GIVEN PASSAGE »
Microbes especially yeast is being used from time immemorial for the production of beverages like wine, beer, whisky, brandy and rum. Wine is among the oldest alcoholic beverages known and is produced by fermentation of fruit juice by yeast. Zymology is an applied science which deals with the biochemical process of fermentation and its practical uses.

Saccharomyces cerevisiae commonly called brewer’s yeast is used for fermenting malted cereals and fruit juices to produce various alcoholic beverages. Wine and beer are produced without distillation, whereas whisky, brandy and rum are obtained by fermentation and distillation.

Oenology is the science and study of wine and wine making. Wine is made from the fermentation of grape juice. Grape juice is fermented by various strains of Saccharomyces cerevisiae into alcohol. Grape wine is of two types, red wine and white wine. For red wine, black grapes are used including skins and sometimes the stems also are used. In contrast white wine is produced only from the juice of either white or red grapes without their skin and stems.

Beer is produced from germinated barley malt grain by Saccharomyces carlsbergensis or Saccharomyces cerevisiae. Rum is made from fermented sugarcane or molasses or directly from sugarcane juice by Saccharomyces cerevisiae. Whisky is a type of distilled alcoholic beverage made from fermented grain mash by Saccharomyces cerevisiae.

TASKS FOR THIS EXERCISE »
[1] Transcribe the part of the passage on yeast and alcoholic beverages that begins with the words containing "Microbes especially yeast" and ends with "fermentation and distillation.".
[2] Write a continuation of the passage on yeast and alcoholic beverages, starting after its final sentence.
The items that come next are from a separate source and have nothing to do with the passage on yeast and alcoholic beverages.

EXTRACTED ENTRIES »
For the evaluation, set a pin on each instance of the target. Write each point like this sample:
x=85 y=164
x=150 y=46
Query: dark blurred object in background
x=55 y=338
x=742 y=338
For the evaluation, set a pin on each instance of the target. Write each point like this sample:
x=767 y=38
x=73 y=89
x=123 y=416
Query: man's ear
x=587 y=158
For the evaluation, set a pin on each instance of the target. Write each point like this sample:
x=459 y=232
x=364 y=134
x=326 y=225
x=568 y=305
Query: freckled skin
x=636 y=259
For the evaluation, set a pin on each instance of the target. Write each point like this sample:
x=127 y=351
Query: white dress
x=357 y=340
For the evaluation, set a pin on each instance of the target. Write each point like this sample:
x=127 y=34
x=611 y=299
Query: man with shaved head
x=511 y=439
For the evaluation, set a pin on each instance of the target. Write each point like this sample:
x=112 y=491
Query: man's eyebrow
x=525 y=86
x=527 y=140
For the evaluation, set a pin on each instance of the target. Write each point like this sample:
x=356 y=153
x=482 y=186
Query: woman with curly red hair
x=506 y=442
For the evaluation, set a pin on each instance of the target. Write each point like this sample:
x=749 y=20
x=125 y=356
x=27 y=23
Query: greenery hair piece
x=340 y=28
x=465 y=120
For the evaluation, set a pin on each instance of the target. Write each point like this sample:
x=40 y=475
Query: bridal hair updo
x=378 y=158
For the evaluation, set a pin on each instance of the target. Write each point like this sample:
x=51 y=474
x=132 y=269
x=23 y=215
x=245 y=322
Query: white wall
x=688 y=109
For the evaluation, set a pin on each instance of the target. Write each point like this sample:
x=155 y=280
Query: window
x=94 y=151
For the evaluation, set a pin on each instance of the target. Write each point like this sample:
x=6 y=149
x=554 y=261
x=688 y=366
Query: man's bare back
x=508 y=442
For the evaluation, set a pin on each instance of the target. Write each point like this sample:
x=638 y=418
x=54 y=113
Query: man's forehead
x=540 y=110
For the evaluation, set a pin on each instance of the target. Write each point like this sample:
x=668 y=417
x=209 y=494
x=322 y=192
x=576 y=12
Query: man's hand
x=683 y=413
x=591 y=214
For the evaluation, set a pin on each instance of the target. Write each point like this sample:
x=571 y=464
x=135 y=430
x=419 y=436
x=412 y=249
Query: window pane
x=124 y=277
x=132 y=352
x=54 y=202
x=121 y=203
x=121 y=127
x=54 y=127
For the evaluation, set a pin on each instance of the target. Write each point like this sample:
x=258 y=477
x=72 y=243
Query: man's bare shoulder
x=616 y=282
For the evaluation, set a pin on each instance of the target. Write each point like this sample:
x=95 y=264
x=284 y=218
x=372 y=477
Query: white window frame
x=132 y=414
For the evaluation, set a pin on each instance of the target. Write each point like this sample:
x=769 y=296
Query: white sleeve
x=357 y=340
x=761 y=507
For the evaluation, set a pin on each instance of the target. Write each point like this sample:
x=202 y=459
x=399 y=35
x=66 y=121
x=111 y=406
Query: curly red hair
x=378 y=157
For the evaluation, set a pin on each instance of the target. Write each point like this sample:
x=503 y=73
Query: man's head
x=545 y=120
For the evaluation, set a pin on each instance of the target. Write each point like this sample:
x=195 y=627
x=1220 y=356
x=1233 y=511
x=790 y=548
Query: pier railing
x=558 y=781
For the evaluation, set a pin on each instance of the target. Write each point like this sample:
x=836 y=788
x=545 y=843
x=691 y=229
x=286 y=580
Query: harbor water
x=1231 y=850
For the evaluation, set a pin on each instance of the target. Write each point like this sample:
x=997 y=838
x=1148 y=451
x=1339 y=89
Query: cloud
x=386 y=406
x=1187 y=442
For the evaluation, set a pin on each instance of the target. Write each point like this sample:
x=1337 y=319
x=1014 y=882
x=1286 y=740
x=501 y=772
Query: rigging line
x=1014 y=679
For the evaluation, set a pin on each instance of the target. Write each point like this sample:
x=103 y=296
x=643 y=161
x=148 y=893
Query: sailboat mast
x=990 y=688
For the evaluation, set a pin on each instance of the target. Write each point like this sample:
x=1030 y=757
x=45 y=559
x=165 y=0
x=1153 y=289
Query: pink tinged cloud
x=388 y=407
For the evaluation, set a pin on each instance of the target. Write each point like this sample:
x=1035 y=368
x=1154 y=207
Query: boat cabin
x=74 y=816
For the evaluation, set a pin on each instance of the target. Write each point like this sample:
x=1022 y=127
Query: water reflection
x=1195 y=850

ANSWERS BY TASK »
[1]
Microbes especially yeast is being used from time immemorial for the production of beverages like wine, beer, whisky, brandy and rum. Wine is among the oldest alcoholic beverages known and is produced by fermentation of fruit juice by yeast. Zymology is an applied science which deals with the biochemical process of fermentation and its practical uses.

Saccharomyces cerevisiae commonly called brewer’s yeast is used for fermenting malted cereals and fruit juices to produce various alcoholic beverages. Wine and beer are produced without distillation, whereas whisky, brandy and rum are obtained by fermentation and distillation.

[2]
In some parts of South India, a traditional drink called pathaneer is obtained from fermenting sap of palms and coconut trees. A common source is tapping of unopened spadices of coconut. It is a refreshing drink, which on boiling produces jaggery or palm sugar. When pathaneer is lef undisturbed for few hours it gets fermented to form toddy with the help of naturally occurring yeast, to form a beverage that contains 4 percent alcohol. After 24 hours toddy becomes unpalatable and is used for the production of vinegar.

Saccharomyces cerevisiae is the major producer of ethanol (C2H5OH). It is used for industrial, laboratory and fuel purposes. So ethanol is referred to as industrial alcohol. Bacteria such as Zymomonas mobilis and Sarcina ventriculi are also involved in ethanol production. The principal substrates for the commercial production of industrial alcohol include molasses or corn, potatoes and wood wastes.

The process of ethanol production starts by milling a feed stock followed by the addition of dilute or fungal amylase (enzyme) from Aspergillus to break down the starch into fermentable sugars. Yeast is then added to convert the sugars to ethanol which is then distilled of to obtain ethanol which is upto 96 percent in concentration. The two most common type of biofuels in use today are ethanol and biodiesel, both of them represent the first generation of biofuel technology. Ethanol is often used as a fuel, mainly as a biofuel additive for gasoline.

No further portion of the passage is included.